* SHORT EXERCISE
Rewrite the entries below, replacing "integer pixels" with "whole pixels" and leaving everything else unchanged.

* RECORDS SUPPLIED
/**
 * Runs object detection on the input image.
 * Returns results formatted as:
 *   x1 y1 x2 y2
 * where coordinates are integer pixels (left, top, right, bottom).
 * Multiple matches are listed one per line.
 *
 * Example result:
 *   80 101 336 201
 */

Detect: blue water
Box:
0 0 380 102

* WORKED SOLUTION
/**
 * Runs object detection on the input image.
 * Returns results formatted as:
 *   x1 y1 x2 y2
 * where coordinates are whole pixels (left, top, right, bottom).
 * Multiple matches are listed one per line.
 *
 * Example result:
 *   80 101 336 201
 */

Detect: blue water
Box:
0 0 380 102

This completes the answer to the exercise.